:: Written exercise ::
Pick out each line in the rows below that contains the word "stone", copying those lines in full. Case counts, so a line only matches if the capitalization is the same.

Items from a data source
— begin —

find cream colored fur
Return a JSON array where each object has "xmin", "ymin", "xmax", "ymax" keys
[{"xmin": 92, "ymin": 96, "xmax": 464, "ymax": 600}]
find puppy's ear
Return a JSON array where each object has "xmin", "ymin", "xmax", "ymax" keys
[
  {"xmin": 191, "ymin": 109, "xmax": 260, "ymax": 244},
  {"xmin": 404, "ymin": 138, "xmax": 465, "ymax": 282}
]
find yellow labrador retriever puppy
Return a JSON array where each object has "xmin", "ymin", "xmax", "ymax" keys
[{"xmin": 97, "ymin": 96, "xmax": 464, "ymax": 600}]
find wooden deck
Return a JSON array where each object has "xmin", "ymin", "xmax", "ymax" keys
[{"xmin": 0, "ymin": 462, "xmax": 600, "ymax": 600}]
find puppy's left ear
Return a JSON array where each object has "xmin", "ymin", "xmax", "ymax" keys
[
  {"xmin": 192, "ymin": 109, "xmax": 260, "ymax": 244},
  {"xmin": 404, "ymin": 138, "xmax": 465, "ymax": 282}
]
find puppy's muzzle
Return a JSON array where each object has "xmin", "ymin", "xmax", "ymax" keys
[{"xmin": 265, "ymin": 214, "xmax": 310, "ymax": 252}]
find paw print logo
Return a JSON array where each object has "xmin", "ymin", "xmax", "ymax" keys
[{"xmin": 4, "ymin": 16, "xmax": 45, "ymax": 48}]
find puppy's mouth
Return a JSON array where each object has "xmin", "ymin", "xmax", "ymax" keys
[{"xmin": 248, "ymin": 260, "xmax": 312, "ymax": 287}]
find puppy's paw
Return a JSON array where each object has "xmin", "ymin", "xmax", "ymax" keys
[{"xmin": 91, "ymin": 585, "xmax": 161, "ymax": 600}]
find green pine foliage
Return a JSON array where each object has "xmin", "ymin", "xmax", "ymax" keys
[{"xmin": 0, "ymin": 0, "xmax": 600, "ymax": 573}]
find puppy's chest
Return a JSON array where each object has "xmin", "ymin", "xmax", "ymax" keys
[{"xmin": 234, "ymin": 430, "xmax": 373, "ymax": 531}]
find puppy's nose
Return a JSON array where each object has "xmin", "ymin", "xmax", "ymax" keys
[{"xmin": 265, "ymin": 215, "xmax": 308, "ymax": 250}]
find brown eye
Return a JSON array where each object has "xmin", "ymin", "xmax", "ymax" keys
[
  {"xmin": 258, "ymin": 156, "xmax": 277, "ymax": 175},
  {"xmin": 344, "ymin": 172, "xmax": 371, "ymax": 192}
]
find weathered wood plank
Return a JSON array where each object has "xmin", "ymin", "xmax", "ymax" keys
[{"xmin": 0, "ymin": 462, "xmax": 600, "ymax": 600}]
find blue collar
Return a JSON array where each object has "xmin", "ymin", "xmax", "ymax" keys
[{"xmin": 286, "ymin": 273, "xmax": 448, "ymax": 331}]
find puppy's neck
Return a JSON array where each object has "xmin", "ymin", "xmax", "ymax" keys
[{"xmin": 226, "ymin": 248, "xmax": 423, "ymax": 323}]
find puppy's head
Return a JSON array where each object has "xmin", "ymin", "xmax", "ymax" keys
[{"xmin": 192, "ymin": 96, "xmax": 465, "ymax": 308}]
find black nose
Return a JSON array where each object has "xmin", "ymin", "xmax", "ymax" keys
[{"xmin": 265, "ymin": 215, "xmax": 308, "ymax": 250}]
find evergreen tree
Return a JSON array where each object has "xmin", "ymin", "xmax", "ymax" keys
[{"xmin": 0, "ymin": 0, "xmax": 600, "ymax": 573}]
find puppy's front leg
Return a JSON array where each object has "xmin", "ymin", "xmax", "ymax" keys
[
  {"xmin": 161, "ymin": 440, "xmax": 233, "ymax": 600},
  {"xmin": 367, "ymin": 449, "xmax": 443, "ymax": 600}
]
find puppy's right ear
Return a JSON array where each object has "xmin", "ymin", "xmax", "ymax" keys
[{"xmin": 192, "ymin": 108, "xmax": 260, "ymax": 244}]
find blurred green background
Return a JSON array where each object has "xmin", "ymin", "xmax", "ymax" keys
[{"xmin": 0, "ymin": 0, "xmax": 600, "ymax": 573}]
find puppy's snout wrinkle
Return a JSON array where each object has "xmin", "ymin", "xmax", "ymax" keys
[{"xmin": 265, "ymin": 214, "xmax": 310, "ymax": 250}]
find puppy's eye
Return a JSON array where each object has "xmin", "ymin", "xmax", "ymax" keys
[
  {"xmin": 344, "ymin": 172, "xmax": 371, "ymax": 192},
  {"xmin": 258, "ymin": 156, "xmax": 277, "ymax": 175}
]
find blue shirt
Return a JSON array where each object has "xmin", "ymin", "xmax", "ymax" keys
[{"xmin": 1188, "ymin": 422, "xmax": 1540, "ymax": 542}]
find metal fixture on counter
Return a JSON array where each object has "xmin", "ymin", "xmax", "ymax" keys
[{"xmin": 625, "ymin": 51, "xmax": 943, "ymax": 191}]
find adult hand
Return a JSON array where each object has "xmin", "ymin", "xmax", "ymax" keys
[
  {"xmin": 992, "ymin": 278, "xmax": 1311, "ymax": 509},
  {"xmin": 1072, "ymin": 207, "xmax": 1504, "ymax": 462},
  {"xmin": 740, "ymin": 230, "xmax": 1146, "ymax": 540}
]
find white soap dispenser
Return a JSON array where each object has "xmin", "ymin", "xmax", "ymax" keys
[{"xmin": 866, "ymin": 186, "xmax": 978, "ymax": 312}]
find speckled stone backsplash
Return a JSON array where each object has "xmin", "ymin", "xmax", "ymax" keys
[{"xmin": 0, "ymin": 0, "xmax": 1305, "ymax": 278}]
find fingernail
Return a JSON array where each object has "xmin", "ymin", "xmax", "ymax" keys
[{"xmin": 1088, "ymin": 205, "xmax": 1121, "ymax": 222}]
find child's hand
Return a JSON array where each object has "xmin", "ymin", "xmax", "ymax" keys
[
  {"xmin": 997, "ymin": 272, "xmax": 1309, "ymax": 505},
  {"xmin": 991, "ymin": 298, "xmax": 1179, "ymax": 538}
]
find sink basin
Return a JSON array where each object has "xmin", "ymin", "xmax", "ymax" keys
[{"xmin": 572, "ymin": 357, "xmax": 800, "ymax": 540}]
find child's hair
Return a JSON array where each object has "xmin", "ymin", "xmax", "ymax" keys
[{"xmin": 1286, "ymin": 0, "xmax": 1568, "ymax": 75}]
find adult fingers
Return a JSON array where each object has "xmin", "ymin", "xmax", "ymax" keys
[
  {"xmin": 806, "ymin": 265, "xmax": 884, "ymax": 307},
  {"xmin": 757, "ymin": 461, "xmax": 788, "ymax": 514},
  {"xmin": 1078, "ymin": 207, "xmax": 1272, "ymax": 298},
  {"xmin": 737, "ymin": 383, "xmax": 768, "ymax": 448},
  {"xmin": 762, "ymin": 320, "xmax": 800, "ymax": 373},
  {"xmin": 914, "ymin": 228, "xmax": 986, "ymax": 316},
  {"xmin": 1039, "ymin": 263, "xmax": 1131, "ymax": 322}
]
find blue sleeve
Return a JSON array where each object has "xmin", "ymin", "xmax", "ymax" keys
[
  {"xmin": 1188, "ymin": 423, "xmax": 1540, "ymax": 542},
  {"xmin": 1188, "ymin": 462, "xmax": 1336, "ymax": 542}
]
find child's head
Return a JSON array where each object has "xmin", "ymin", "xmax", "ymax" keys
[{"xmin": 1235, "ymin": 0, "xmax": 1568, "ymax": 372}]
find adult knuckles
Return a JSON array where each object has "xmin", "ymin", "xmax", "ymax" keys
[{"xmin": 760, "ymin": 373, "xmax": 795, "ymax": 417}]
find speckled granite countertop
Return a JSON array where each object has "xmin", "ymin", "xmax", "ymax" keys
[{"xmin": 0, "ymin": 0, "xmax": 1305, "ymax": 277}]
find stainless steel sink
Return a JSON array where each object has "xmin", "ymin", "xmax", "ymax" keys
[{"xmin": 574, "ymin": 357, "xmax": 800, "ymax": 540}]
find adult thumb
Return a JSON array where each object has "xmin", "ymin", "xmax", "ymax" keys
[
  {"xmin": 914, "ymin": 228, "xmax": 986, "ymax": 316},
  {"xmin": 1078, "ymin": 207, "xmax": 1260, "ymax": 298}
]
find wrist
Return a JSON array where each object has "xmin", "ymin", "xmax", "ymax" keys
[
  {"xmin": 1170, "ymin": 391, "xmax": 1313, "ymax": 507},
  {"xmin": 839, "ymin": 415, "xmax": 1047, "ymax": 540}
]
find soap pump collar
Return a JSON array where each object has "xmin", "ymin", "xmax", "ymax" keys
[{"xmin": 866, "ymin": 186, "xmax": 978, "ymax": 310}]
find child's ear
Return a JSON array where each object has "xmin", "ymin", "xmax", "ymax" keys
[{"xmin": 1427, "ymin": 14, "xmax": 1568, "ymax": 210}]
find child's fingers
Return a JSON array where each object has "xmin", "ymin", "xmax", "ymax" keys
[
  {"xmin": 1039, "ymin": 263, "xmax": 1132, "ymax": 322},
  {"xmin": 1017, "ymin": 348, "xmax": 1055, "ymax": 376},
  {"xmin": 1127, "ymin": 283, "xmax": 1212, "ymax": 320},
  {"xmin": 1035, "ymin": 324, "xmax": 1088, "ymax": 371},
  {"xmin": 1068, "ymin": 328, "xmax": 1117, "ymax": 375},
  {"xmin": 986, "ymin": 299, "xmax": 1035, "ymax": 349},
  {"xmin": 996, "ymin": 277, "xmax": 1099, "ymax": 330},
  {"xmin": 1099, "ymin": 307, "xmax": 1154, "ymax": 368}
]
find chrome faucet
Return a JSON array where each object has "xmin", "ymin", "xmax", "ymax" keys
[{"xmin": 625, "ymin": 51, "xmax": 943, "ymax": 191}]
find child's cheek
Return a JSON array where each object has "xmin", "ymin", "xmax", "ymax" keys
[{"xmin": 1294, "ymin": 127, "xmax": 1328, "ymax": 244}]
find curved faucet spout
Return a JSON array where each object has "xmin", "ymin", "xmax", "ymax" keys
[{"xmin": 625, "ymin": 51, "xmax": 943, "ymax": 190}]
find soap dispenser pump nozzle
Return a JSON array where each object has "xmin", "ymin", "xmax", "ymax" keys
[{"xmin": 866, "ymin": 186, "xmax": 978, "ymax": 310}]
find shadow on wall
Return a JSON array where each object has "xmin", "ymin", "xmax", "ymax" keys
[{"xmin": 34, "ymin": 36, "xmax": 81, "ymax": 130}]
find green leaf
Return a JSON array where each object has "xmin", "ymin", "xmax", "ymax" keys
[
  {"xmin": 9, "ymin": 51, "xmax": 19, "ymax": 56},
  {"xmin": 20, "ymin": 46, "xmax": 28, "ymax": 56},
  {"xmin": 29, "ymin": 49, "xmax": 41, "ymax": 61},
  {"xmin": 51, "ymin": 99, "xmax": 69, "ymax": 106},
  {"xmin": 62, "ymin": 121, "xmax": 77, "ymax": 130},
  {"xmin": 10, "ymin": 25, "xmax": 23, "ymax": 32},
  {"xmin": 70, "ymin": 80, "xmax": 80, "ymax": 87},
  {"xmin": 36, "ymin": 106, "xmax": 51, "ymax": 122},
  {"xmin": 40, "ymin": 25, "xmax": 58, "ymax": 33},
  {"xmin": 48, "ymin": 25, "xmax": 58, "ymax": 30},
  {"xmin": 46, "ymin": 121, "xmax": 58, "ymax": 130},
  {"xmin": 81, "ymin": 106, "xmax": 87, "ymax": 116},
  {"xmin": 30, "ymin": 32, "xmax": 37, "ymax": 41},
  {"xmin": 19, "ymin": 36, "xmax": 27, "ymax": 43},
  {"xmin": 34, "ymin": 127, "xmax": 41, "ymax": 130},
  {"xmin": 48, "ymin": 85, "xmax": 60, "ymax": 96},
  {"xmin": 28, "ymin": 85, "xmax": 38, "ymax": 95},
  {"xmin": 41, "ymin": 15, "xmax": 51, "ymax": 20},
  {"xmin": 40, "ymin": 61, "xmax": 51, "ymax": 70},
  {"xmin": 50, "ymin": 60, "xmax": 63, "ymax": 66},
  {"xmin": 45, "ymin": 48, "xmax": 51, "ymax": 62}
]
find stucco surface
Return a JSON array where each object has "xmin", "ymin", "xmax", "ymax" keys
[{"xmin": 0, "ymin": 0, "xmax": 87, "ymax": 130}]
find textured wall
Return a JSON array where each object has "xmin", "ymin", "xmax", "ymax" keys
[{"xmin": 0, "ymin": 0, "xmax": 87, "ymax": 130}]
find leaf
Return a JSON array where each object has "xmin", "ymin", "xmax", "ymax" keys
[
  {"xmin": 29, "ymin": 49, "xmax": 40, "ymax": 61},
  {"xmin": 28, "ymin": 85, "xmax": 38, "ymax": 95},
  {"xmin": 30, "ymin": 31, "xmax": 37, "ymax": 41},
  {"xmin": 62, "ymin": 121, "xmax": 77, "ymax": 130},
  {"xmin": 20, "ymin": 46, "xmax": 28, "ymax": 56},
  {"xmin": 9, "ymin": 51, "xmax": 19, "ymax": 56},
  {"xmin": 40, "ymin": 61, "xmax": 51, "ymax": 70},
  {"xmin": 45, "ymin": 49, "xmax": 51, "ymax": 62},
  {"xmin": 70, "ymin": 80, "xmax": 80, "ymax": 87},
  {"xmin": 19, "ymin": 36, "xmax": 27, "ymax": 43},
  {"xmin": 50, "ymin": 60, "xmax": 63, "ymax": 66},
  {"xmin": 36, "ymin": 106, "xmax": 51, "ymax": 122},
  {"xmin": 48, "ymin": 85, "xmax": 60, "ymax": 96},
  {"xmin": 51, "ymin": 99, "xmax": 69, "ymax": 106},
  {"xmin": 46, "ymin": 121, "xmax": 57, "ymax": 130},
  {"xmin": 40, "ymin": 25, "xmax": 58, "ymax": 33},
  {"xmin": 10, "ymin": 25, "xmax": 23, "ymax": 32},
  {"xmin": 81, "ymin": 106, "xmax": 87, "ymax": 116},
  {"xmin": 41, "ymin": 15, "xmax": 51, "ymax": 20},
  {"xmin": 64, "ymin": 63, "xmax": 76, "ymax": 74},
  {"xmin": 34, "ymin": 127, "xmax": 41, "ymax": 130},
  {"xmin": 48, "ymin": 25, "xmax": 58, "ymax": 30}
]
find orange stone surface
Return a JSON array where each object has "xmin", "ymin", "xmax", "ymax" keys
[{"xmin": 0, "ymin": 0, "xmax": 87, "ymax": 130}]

— end —

:: Solution for this exercise ::
find speckled stone backsplash
find orange stone surface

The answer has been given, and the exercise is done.